PAGE EXCERPT:

CT798 is 53 kDa; the full length of CT798 (1,440 bp) was successfully amplified from C. trachomatis genomic DNA viaPCR, and analyzed using restriction enzyme digestion (Fig. 1A). The PCR products were subsequently cloned into the bait vector pGBKT7. The construct was transformed into E. coli and inoculated onto LB-kan^r+ plates. Following incubation, six positive transformants were randomly picked and identified by PCR (Fig. 1B), and the results of recombinant plasmid sequencing were consistent with that of pGBKT7-CT798.

The AH109 yeast strain contains various nutritional reporter genes. These include: i) ADE2, coding for phosphoribosylaminoimidazole carboxylase, an important enzyme for adenine synthesis; ii) HIS3, encoding imidazoleglycerol-phosphate dehydratase, another key enzyme for adenine synthesis; and iii) LacZ, which encodes β-galactosidase enzymes. Therefore, AHI09 allows for the control of strong nutritional selection, whilst reducing the incidence of false positives. To determine the efficiency of the system, pGBKT7-CT798 and pGADT7 were used to transform AH109 cells, and pGBKT7-p53 and pGBKT7-laminC were used as the positive and negative controls, respectively. AH109 cells were then cultured on SD/-Leu/-Trp plates, and six transformants were used to test for self-activation, including pointing-plate culturing on SD/-Leu/-Trp/-His/-Ade plates to test for the expression of HIS3 and ADE2, and a colorimetric assay to determine the expression of LacZ. Control strains both grow on the SD/-Leu/-Trp plate, but only the positive control cells are able to grow on the SD/-Leu/-Trp/-His/-Ade plate. In the present study, AH109 cells containing the pGBKT7/CT798 plasmid grew on the SD/-Leu/-Trp plate, but not on the SD/-Leu/-Trp/-His/-Ade plate. Furthermore, the results of the colorimetric assay were consistent with those of the negative control (Fig. 2). These results suggest that CT798 does not possess self-activation function in AH109 cells.

RECORDS:
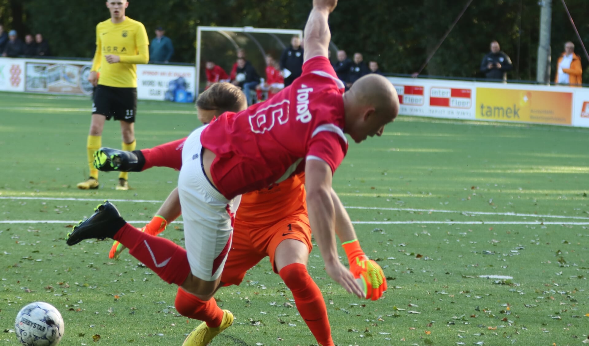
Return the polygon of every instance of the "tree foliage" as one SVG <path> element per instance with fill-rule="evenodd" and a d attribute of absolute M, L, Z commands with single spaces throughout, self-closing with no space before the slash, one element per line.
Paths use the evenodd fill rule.
<path fill-rule="evenodd" d="M 340 1 L 330 17 L 333 41 L 349 55 L 363 53 L 381 69 L 399 74 L 418 71 L 468 0 Z M 158 26 L 174 42 L 174 60 L 195 60 L 197 26 L 252 26 L 302 29 L 311 0 L 129 0 L 127 15 L 142 22 L 150 38 Z M 584 42 L 589 43 L 587 0 L 566 0 Z M 540 7 L 538 0 L 473 1 L 425 67 L 422 74 L 481 76 L 478 67 L 497 39 L 511 58 L 509 79 L 535 79 Z M 21 33 L 41 32 L 60 56 L 91 57 L 94 27 L 108 18 L 101 1 L 0 0 L 0 22 Z M 575 44 L 589 65 L 559 0 L 553 0 L 552 75 L 565 41 Z M 21 34 L 22 36 L 22 35 Z M 589 71 L 584 74 L 589 82 Z"/>

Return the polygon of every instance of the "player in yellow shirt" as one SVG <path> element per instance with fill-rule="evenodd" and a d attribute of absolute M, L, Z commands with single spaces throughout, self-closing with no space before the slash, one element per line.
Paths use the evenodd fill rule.
<path fill-rule="evenodd" d="M 127 0 L 108 0 L 111 18 L 96 26 L 96 52 L 88 81 L 97 86 L 88 136 L 90 177 L 78 184 L 82 189 L 98 188 L 98 170 L 92 165 L 94 152 L 102 147 L 104 122 L 114 118 L 121 123 L 123 149 L 135 150 L 134 122 L 137 108 L 137 64 L 149 61 L 149 39 L 141 22 L 125 15 Z M 97 71 L 100 70 L 100 78 Z M 118 190 L 127 190 L 128 173 L 119 175 Z"/>

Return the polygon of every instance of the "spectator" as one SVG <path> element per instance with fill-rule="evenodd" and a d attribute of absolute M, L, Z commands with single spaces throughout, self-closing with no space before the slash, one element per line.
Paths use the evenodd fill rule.
<path fill-rule="evenodd" d="M 266 56 L 266 80 L 256 87 L 259 100 L 262 99 L 262 91 L 268 92 L 267 98 L 269 99 L 284 88 L 284 78 L 277 68 L 274 58 L 270 54 Z"/>
<path fill-rule="evenodd" d="M 35 42 L 37 44 L 37 55 L 39 56 L 51 56 L 51 51 L 49 49 L 49 44 L 43 39 L 43 35 L 37 34 L 35 35 Z"/>
<path fill-rule="evenodd" d="M 583 83 L 581 57 L 575 54 L 575 45 L 571 41 L 564 44 L 564 52 L 556 63 L 556 78 L 558 84 L 574 85 Z"/>
<path fill-rule="evenodd" d="M 333 69 L 337 74 L 337 78 L 342 82 L 348 82 L 348 76 L 350 73 L 350 67 L 352 66 L 352 60 L 350 60 L 346 54 L 346 51 L 337 51 L 337 62 L 333 65 Z"/>
<path fill-rule="evenodd" d="M 2 55 L 9 58 L 16 58 L 22 55 L 24 45 L 22 41 L 16 37 L 16 31 L 11 30 L 8 32 L 8 42 L 4 47 L 4 52 Z"/>
<path fill-rule="evenodd" d="M 149 46 L 149 58 L 150 62 L 165 62 L 167 64 L 174 54 L 172 40 L 164 36 L 166 31 L 161 26 L 155 28 L 155 38 L 151 41 Z"/>
<path fill-rule="evenodd" d="M 360 77 L 365 76 L 370 73 L 368 66 L 363 61 L 363 59 L 361 53 L 354 53 L 354 61 L 350 65 L 350 72 L 348 75 L 348 83 L 346 83 L 346 85 L 348 88 L 352 86 L 354 82 L 359 79 Z"/>
<path fill-rule="evenodd" d="M 481 72 L 489 79 L 507 80 L 507 71 L 513 69 L 511 59 L 499 46 L 499 42 L 491 42 L 491 51 L 485 55 L 481 62 Z"/>
<path fill-rule="evenodd" d="M 32 56 L 37 54 L 37 44 L 33 39 L 33 35 L 30 34 L 25 36 L 25 44 L 23 45 L 22 55 Z"/>
<path fill-rule="evenodd" d="M 288 86 L 303 73 L 303 47 L 300 46 L 300 37 L 293 36 L 290 39 L 290 48 L 284 49 L 280 56 L 280 69 L 284 77 L 284 86 Z"/>
<path fill-rule="evenodd" d="M 377 75 L 382 75 L 382 72 L 380 72 L 380 69 L 378 68 L 378 63 L 376 61 L 370 61 L 368 62 L 368 69 L 370 70 L 371 74 L 376 74 Z"/>
<path fill-rule="evenodd" d="M 204 71 L 207 74 L 207 87 L 205 89 L 208 89 L 213 83 L 229 81 L 229 76 L 227 75 L 225 70 L 213 61 L 207 61 L 205 66 L 206 68 Z"/>
<path fill-rule="evenodd" d="M 237 59 L 240 58 L 246 58 L 246 51 L 243 48 L 237 49 Z M 250 62 L 246 59 L 246 65 L 249 65 Z M 237 74 L 237 61 L 236 60 L 233 67 L 231 68 L 231 72 L 229 72 L 229 79 L 231 81 L 235 80 L 235 77 Z"/>
<path fill-rule="evenodd" d="M 243 89 L 247 99 L 248 105 L 254 103 L 252 91 L 260 84 L 260 76 L 251 64 L 247 64 L 243 58 L 237 59 L 237 69 L 236 70 L 235 79 L 231 81 L 234 85 L 237 85 Z"/>
<path fill-rule="evenodd" d="M 4 31 L 4 25 L 0 24 L 0 54 L 4 52 L 4 47 L 8 42 L 8 35 Z"/>

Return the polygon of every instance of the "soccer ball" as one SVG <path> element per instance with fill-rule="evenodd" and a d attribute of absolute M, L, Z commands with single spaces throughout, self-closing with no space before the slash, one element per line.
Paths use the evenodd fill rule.
<path fill-rule="evenodd" d="M 55 346 L 64 335 L 64 319 L 55 307 L 38 301 L 21 309 L 14 331 L 25 346 Z"/>

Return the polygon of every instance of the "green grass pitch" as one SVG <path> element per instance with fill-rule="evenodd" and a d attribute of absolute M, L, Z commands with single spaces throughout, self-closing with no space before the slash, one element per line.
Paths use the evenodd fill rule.
<path fill-rule="evenodd" d="M 130 175 L 133 189 L 75 188 L 88 176 L 87 98 L 0 93 L 0 345 L 26 304 L 54 305 L 61 345 L 180 345 L 197 325 L 173 307 L 176 288 L 108 241 L 68 247 L 70 227 L 101 201 L 149 220 L 177 172 Z M 141 102 L 138 148 L 187 135 L 192 105 Z M 346 294 L 323 270 L 337 345 L 580 345 L 589 333 L 589 129 L 399 117 L 380 138 L 350 144 L 333 185 L 389 289 L 379 301 Z M 296 139 L 293 138 L 293 140 Z M 120 147 L 106 124 L 104 146 Z M 55 223 L 48 223 L 48 222 Z M 183 244 L 182 224 L 164 235 Z M 345 261 L 343 251 L 342 260 Z M 314 345 L 267 260 L 217 298 L 236 323 L 213 345 Z M 508 278 L 479 278 L 505 275 Z M 290 304 L 287 304 L 290 303 Z M 100 340 L 95 341 L 100 335 Z"/>

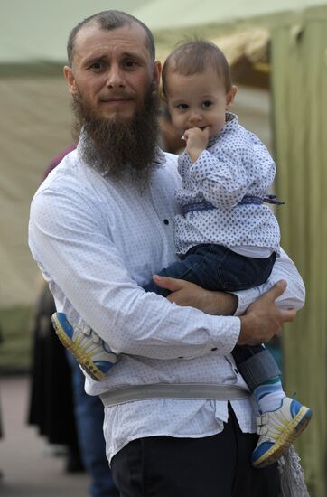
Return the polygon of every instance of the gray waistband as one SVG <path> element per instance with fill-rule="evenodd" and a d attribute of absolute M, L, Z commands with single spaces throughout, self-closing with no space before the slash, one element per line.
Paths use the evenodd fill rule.
<path fill-rule="evenodd" d="M 135 400 L 150 399 L 203 399 L 207 400 L 239 400 L 246 399 L 251 392 L 247 389 L 233 385 L 209 385 L 199 383 L 180 383 L 171 385 L 156 383 L 154 385 L 134 385 L 113 391 L 102 393 L 100 399 L 106 407 L 125 404 Z"/>

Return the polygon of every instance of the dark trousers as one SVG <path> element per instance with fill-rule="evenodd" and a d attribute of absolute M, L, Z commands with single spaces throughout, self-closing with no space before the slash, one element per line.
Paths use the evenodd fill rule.
<path fill-rule="evenodd" d="M 277 497 L 276 464 L 250 465 L 257 444 L 235 415 L 204 438 L 151 436 L 130 442 L 112 460 L 120 497 Z"/>
<path fill-rule="evenodd" d="M 182 260 L 173 262 L 159 271 L 158 275 L 185 279 L 207 290 L 234 292 L 265 283 L 275 261 L 275 252 L 267 258 L 246 258 L 221 245 L 204 244 L 193 247 Z M 144 288 L 146 292 L 163 296 L 170 294 L 169 290 L 160 288 L 153 280 Z M 259 352 L 265 353 L 255 358 Z M 231 353 L 252 391 L 264 381 L 281 374 L 274 358 L 267 357 L 267 352 L 262 345 L 237 345 Z"/>

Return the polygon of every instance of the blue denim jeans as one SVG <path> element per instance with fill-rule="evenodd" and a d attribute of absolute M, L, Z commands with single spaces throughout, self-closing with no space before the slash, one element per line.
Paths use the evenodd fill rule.
<path fill-rule="evenodd" d="M 193 247 L 181 260 L 173 262 L 157 274 L 185 279 L 207 290 L 235 292 L 265 283 L 269 277 L 275 261 L 275 252 L 267 258 L 247 258 L 221 245 L 204 244 Z M 160 288 L 153 280 L 145 285 L 144 289 L 163 296 L 170 294 L 169 290 Z M 263 352 L 264 354 L 256 358 L 256 364 L 254 356 Z M 275 360 L 267 360 L 266 349 L 262 345 L 237 345 L 231 353 L 237 366 L 241 366 L 241 374 L 251 390 L 262 382 L 280 375 Z M 247 365 L 248 360 L 250 368 Z M 269 367 L 265 374 L 265 361 L 267 361 Z"/>
<path fill-rule="evenodd" d="M 85 376 L 74 357 L 67 352 L 71 367 L 74 410 L 80 454 L 91 477 L 89 493 L 92 497 L 118 497 L 106 456 L 103 436 L 104 408 L 98 396 L 88 395 L 84 389 Z"/>
<path fill-rule="evenodd" d="M 162 269 L 158 275 L 185 279 L 207 290 L 236 292 L 265 283 L 275 260 L 275 252 L 267 258 L 246 258 L 221 245 L 205 244 L 193 247 L 181 260 Z M 154 281 L 144 288 L 164 296 L 170 293 Z"/>

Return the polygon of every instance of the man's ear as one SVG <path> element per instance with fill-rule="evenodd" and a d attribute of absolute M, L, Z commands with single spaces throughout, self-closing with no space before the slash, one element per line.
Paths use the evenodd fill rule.
<path fill-rule="evenodd" d="M 153 86 L 154 91 L 156 91 L 160 86 L 160 77 L 162 71 L 162 64 L 159 61 L 154 61 L 153 72 Z"/>
<path fill-rule="evenodd" d="M 235 95 L 238 92 L 238 87 L 233 85 L 229 91 L 226 95 L 226 110 L 230 110 L 231 106 L 234 103 Z"/>
<path fill-rule="evenodd" d="M 67 84 L 68 84 L 68 89 L 69 89 L 70 92 L 71 93 L 71 95 L 73 95 L 77 91 L 77 86 L 76 86 L 75 76 L 74 76 L 74 73 L 72 71 L 71 67 L 65 66 L 63 68 L 63 74 L 65 76 L 65 80 L 66 80 Z"/>

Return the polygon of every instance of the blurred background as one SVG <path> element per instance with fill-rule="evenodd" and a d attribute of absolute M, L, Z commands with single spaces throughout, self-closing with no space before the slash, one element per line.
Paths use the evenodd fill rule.
<path fill-rule="evenodd" d="M 276 212 L 282 246 L 304 279 L 307 298 L 283 341 L 276 339 L 271 347 L 282 362 L 287 392 L 296 389 L 313 410 L 296 448 L 312 497 L 325 497 L 327 2 L 322 0 L 1 0 L 0 492 L 89 494 L 88 474 L 67 473 L 62 458 L 55 457 L 61 451 L 67 456 L 67 444 L 65 452 L 62 444 L 39 437 L 38 423 L 33 424 L 39 431 L 28 424 L 42 285 L 28 249 L 27 226 L 29 205 L 45 171 L 71 145 L 62 76 L 68 35 L 81 19 L 108 8 L 145 23 L 163 61 L 185 36 L 217 43 L 238 87 L 234 111 L 277 163 L 275 193 L 286 202 Z M 164 114 L 162 124 L 163 146 L 177 150 Z"/>

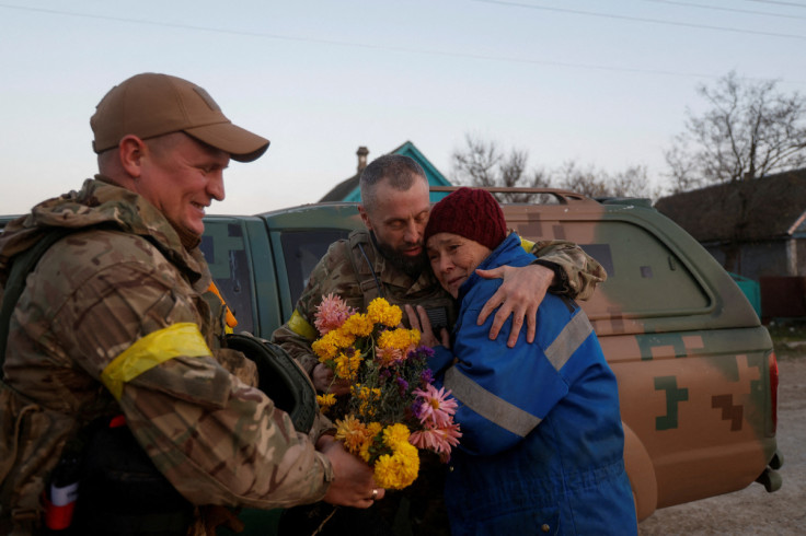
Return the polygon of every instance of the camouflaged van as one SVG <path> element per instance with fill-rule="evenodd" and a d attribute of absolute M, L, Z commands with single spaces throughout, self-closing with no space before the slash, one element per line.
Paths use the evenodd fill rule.
<path fill-rule="evenodd" d="M 619 380 L 638 518 L 756 480 L 776 490 L 778 365 L 730 276 L 646 200 L 532 191 L 503 203 L 509 225 L 576 242 L 609 275 L 582 305 Z M 327 246 L 361 221 L 354 203 L 318 203 L 206 225 L 203 249 L 239 328 L 270 336 Z"/>
<path fill-rule="evenodd" d="M 530 203 L 503 205 L 509 225 L 530 240 L 576 242 L 609 275 L 582 306 L 619 381 L 638 518 L 753 481 L 776 490 L 778 365 L 730 276 L 646 200 L 530 191 Z M 238 329 L 262 337 L 290 317 L 327 246 L 362 225 L 355 203 L 205 223 L 202 248 Z"/>

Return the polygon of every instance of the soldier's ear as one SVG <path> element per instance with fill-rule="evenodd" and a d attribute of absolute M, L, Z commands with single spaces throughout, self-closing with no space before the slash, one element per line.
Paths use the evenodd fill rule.
<path fill-rule="evenodd" d="M 147 153 L 146 142 L 134 135 L 125 136 L 117 144 L 120 165 L 131 178 L 138 178 L 142 174 L 142 158 Z"/>
<path fill-rule="evenodd" d="M 369 220 L 369 214 L 367 214 L 367 209 L 364 208 L 364 205 L 358 206 L 358 213 L 361 215 L 364 226 L 366 226 L 369 231 L 372 231 L 372 222 Z"/>

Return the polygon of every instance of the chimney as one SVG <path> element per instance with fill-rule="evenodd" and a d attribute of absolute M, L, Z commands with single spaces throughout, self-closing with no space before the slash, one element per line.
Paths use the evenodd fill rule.
<path fill-rule="evenodd" d="M 356 151 L 356 154 L 358 155 L 358 173 L 361 173 L 367 167 L 367 154 L 369 154 L 369 150 L 361 145 Z"/>

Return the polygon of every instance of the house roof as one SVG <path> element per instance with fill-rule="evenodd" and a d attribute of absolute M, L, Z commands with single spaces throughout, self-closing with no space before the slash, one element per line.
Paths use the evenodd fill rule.
<path fill-rule="evenodd" d="M 676 194 L 655 208 L 699 242 L 806 236 L 806 170 Z"/>
<path fill-rule="evenodd" d="M 450 182 L 445 178 L 445 175 L 439 173 L 439 170 L 437 170 L 411 141 L 406 141 L 396 149 L 389 151 L 387 154 L 403 154 L 405 156 L 411 156 L 423 167 L 429 184 L 435 186 L 451 186 Z M 352 177 L 345 178 L 325 194 L 320 201 L 359 201 L 361 195 L 358 189 L 358 179 L 360 176 L 361 173 L 358 172 Z"/>

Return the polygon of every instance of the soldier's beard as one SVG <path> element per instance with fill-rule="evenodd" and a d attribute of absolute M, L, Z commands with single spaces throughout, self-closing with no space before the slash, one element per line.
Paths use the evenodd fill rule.
<path fill-rule="evenodd" d="M 417 279 L 428 266 L 428 259 L 424 253 L 414 257 L 405 255 L 385 242 L 379 241 L 375 233 L 370 234 L 372 235 L 375 246 L 383 255 L 383 258 L 410 278 Z"/>

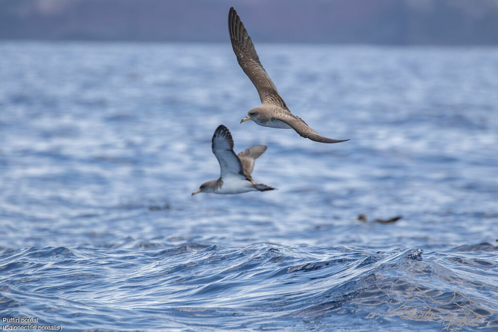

INSTRUCTIONS:
a: Quote the CT798 excerpt between "CT798 is 53" and "that of pGBKT7-CT798.", inclusive.
b: Decide whether each statement agrees with the CT798 excerpt, answering yes or no and quoting the deciding words: (i) Six positive transformants were randomly picked and identified by PCR. (ii) AH109 cells containing the pGBKT7/CT798 plasmid grew on the SD/-Leu/-Trp/-His/-Ade plate. (iii) pGBKT7-laminC was used as the positive control.

RESPONSE LIST:
a:
CT798 is 53 kDa; the full length of CT798 (1,440 bp) was successfully amplified from C. trachomatis genomic DNA viaPCR, and analyzed using restriction enzyme digestion (Fig. 1A). The PCR products were subsequently cloned into the bait vector pGBKT7. The construct was transformed into E. coli and inoculated onto LB-kan^r+ plates. Following incubation, six positive transformants were randomly picked and identified by PCR (Fig. 1B), and the results of recombinant plasmid sequencing were consistent with that of pGBKT7-CT798.

b:
(i) Yes: "six positive transformants were randomly picked and identified by PCR"
(ii) No: "grew on the SD/-Leu/-Trp plate, but not on the SD/-Leu/-Trp/-His/-Ade plate"
(iii) No: "pGBKT7-p53 and pGBKT7-laminC were used as the positive and negative controls, respectively"